Short exercise a
Decide whether each statement below agrees with the Peter Hain passage. Answer yes or no for each, and quote the deciding words of the passage.
(i) The writer holds that faking emails to incriminate a guilty person can be excused.
(ii) The faked emails came to light only after Hain had already been forced to resign.
(iii) The donations Hain failed to disclose totaled £100,000.

If one of the joys of childhood is discovering an old toy, one of the problems is a lack of patience; an inability to wait before playing with it. But my guess is that there are many Plaid activists and council candidates the length and breadth of Wales who’ll be wishing that Price had left this particular kite in its cupboard for a week or two longer – until after May 1st in any event.

Friday 18 April 2008

Detached from Reality

There can, of course, be no excuse for faking e/mails in order to attempt to incriminate an innocent person. Indeed, there's no valid excuse for faking e/mails in order to incriminate a guilty person either.

So I had more than a little sympathy for Peter Hain after the revelations yesterday about some faked emails which attempted to suggest that he had misused facilities at a charity.

He goes too far, however, in claiming that these dirty tricks have cost him his job and his career. These particular 'dirty tricks' have only come to light after he had already been forced to resign for other reasons. His attempt to suggest that these latest e/mails are of a piece with the revelations which led to his downfall is, at best, disingenuous.

There is a world of difference between fake documents attempting to smear someone with false accusations, and genuine leaks which expose wrongdoing. Hain seems not to be able to grasp this vital difference.

Above all, his latest protestations indicate that he still does not accept that failing to disclose £100,000 in donations, in direct contravention of laws which his own government enacted, is in any way ‘wrong-doing’.

Short exercise b
Copy out every line of the records below, not only the coordinates, and multiply each x,y coordinate in the answers by 1.75, rounding to whole numbers with halves rounded up. Omit the picture lines.

Data to process
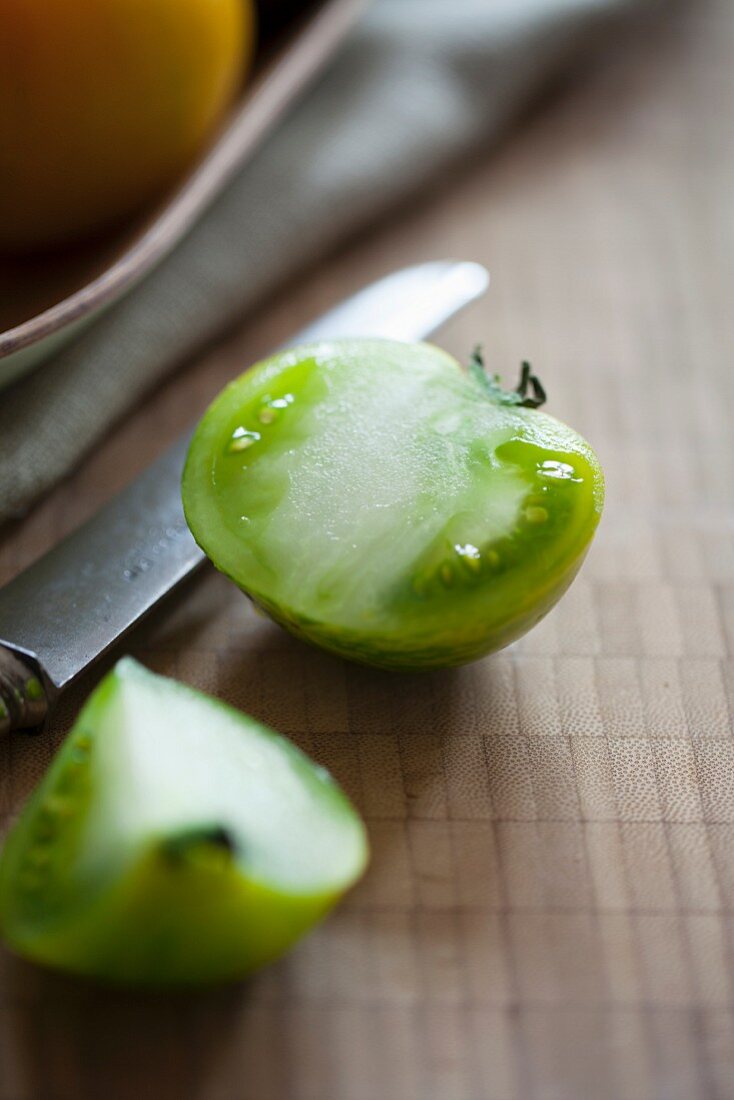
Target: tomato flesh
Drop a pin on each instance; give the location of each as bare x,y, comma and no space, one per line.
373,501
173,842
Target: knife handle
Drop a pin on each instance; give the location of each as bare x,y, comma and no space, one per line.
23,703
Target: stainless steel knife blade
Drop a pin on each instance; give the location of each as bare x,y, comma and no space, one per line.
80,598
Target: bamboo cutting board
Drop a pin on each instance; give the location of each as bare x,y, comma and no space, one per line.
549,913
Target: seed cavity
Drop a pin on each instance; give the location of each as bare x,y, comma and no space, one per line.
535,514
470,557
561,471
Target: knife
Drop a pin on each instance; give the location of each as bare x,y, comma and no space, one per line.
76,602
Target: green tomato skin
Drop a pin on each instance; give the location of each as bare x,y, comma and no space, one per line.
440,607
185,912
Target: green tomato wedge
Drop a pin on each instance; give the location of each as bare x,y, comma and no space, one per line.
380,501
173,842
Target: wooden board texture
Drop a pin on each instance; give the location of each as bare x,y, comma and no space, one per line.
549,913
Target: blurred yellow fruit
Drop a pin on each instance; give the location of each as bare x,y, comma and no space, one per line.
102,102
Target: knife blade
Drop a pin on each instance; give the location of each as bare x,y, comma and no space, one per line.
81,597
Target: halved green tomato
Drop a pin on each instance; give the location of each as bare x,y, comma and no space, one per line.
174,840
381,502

Correct result a
(i) No: "there's no valid excuse for faking e/mails in order to incriminate a guilty person either."
(ii) Yes: "These particular 'dirty tricks' have only come to light after he had already been forced to resign for other reasons."
(iii) Yes: "failing to disclose £100,000 in donations"

Correct result b
Target: tomato flesh
Drop a pin on each instance; give the location of each as bare x,y, comma and no space, one per line.
653,877
303,1474
Target: knife handle
Drop a pin on each instance; give the location of each as bare x,y, comma and no space, one per line.
40,1230
Target: stainless steel knife blade
Drop a pin on each instance; give the location of each as bare x,y, comma and no space, one per line.
140,1047
Target: bamboo cutting board
Drop a pin on each instance; give the location of each as bare x,y, comma and no space, one per line.
961,1598
Target: seed cavity
Drop a pin on each instance; give the location of each as bare x,y, comma and no space, one per line.
936,900
823,975
982,824
Target: knife
Drop a pin on each instance; give the location of each as bare x,y, comma and no space, one per line.
133,1054
Target: green tomato skin
Drop a pin on each instance; give the location of each as bare x,y, comma and no space, one per line.
770,1062
324,1596
Target: green tomato wedge
Drop a pin on each instance; give the location of each as bare x,y, comma and no space, one per line.
665,877
303,1474
Target: wooden board texture
Drop a pin on each instance; give the location of each as bare x,y, comma and no space, one per line.
961,1598
Target: blurred yellow fruit
Drop a pin on each instance; give the location of each as bare x,y, comma and no space, one per line.
179,179
Target: knife blade
Drop a pin on each instance; give the location of each as bare x,y, comma and no space, one per line.
142,1045
Target: halved green tomato
Drop a pin on each instance; give the location of each as bare x,y, comma and no space, one per line.
305,1470
667,879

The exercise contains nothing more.